→ **Aim of the task**:
Continue the passage below on keeping children safe around guns, picking up right after its final sentence.

→ **Selected extract**:

At the start, Dr. Lili counts a few reasons why this video is so important to watch, whether there is a gun in the home or not:

  1. There are more guns (393,000,000) than people (320,000,000) in the United States.
  2. 43% of households in the U.S. have at least one firearm; 33% of households with children have at least one firearm.
  3. At some point in their lives, a child will most likely encounter a gun.
  4. There are concrete things parents can do to keep their children safe when they encounter a firearm.

 

We’ve looked at some of the available statistics of youth gun violence before on The PediaBlog, including yesterday. After sharing some of the staggering numbers on firearm-related homicides, suicides, and accidental shootings, and explaining how federal funding for firearms research has been suppressed by Congress for more than two decades, Dr. Lili tells us there aren’t a lot of resources for parents to find information about effective prevention strategies to avoid injuries and deaths from firearms. She carefully goes over the anatomy of a handgun, which she says are responsible for the majority of firearm deaths in the U.S. She tells us that most children know where their parents keep their guns:

  1. More than 75% of first and second graders know where the guns are stored.
  2. 36% of those kids admitted handling those guns while all their parents said they hadn’t.

→ **Data section**:

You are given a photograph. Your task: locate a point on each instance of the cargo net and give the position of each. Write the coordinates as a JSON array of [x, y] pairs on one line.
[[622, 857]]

→ **Answer for this exercise**:
  3. One out of three of handguns in the U.S. households are loaded and unlocked in a safe.
  4. 1.7 million children in the U.S. live in a home with an unlocked, loaded gun.

 

And she recites the four cardinal rules of gun safety for anyone who handles a gun that she learned in her firearm safety class:

  1. Treat every weapon as if it is loaded.
  2. Keep your finger off the trigger until you are ready to shoot.
  3. Don’t point a gun at anything you are not ready to destroy.
  4. Know what your target is and what lies beyond that target.

 

Dr. Lili wants parents to ASK parents whose home their kids are visiting this question: “Is your home a gun-safe home? Meaning, if you do have guns in the home, they are stored safely and inaccessible to children?” Dr. Lili says asking the question in those words protects privacy and has very little chance of being interpreted negatively by another parent.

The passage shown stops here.